__EXTRACTED TEXT__:
####################

Unit 4: American Political Ideologies and Beliefs

  • Public opinion: how people feel about things
    • Pollsters measure public opinion
    • Not uniform - general public care more about political issues that directly affect their regular lives
    • Political issue does not have to interest the majority of the public to be considered important
    • Issue public: a smaller group to which an issue is important

Characteristics of Public Opinion

  • Characteristics:
    • Saliency: the degree to which an issue is important to a certain individual/group
    • Intensity: how strongly people feel about a particular issue
    • Stability: how much dimensions of public opinion change
  • Measured indirectly through elections, but hard to translate
  • Referendum submitted to popular vote to accept/reject a legislation, measures public opinion on specific issues
  • Public opinion polls measure public opinion most frequently and directly

Polls Measure Public Opinion

  • Designed to measure public opinion by asking a smaller group questions
    • Achieved by pollsters through random sampling: allows pollsters to find information representative of the public
    • Benchmark polls: conducted by a campaign when a candidate initially announces
    • Provide campaign with baseline data to see if chances of winning election improve over time
    • Tracking polls: performed multiple times with the same sample to track changes in opinion
    • Entrance polls: collected on Election Day as voters go to cast their vote
    • Exit polls: conducted at polling places, targeting voting districts that represent the public and poll random voters leaving the place
    • Stratified random sampling: variation of random sampling; population divided into subgroups and weighted based on demographics
    • Questions must be carefully worded (objectively)
    • Polls cannot be 100% accurate
    • Sampling error: how wrong the poll results may be
      • Ex. 60% with a sampling error of 4% would mean the real percentage could be between 56 and 64%
      • More respondents = lower sampling error

Where Does Public Opinion Come From?

####################

__PROVIDED MATERIAL__:
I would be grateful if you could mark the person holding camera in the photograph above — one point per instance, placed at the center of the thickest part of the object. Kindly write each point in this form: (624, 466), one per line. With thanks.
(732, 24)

####################

__SET EXERCISE 1__:
In the notes on American political ideologies and beliefs, what is an issue public?
__SET EXERCISE 2__:
Continue the notes on American political ideologies and beliefs, picking up right after their last heading.

__EXERCISE RESULT 1__:
A smaller group to which an issue is important.

__EXERCISE RESULT 2__:
  • Political socialization: the process by which a person develops political attitudes
    • Factors:
    • Family
      • Most people eventually are of the same political party as their parents
      • Children get moral/ethical values from parents
    • Location
      • Rural areas develop more socially conservative views than cities
    • Religious institutions
    • Mass media
    • Higher education
      • Large change in political beliefs

Political Ideologies

  • Ideology: a coherent set of thoughts and beliefs about politics and government
    • Conservative: less government interference; oppose most federal regulations (laissez-faire economics); social conservatives support government involvement in social issues
    • Liberal: more government assistance to help social/economic problems; government regulation of economy; separation of church and state
    • Moderate/independent: no coherent ideology; common sense over philosophical principles
  • Americans have fewer ideological groups
  • Strongly ideological Americans tend to be more politically active
    • Political activities/organizations
    • Candidates must appeal to more extreme party members in primaries but be more moderate in general elections

Determining Factors in Ideological and Political Behavior

  • Factors:
    • Race/ethnicity: groups with lower income are usually more liberal
    • Religion: Jews and Protestants are more liberal; Catholics lean left but are more conservative on social issues; Protestants are more conservative
    • Gender: women tend to be more liberal
    • Income level: higher income Americans tend to be more supportive of liberal goals but more fiscally conservatives; lower income Americans are more conservative on issues except welfare
    • Region: East Coast is more liberal, South is more conservative, West Coast is the most polarized/mixed; cities are more liberal while rural/small towns are conservative

Public Opinion and the Mass Media

  • News media
    • News broadcasts on TV, radio, and the Internet
    • Newspapers
    • News magazines
    • Magazine broadcast programs
    • Newsmaker interview programs
    • Websites, blogs, news aggregators, online forums
    • Social media
    • Political talk radio/podcasts
  • Media sets the public agenda by choosing stories to cover and which to ignore
  • Media provides Americans with exposure to the government + politicians
    • Question motives of government
    • Exposure to news media has increased, more influence over the years
  • Media only affects public opinion when it is volatile or news coverage is extensive and mostly positive/negative
    • Most instances it does not have an effect - media covers many stories simultaneously, Americans choose media that enforce their political beliefs
  • Social media has become a tool for grassroots political movements

Are News Organizations Biased?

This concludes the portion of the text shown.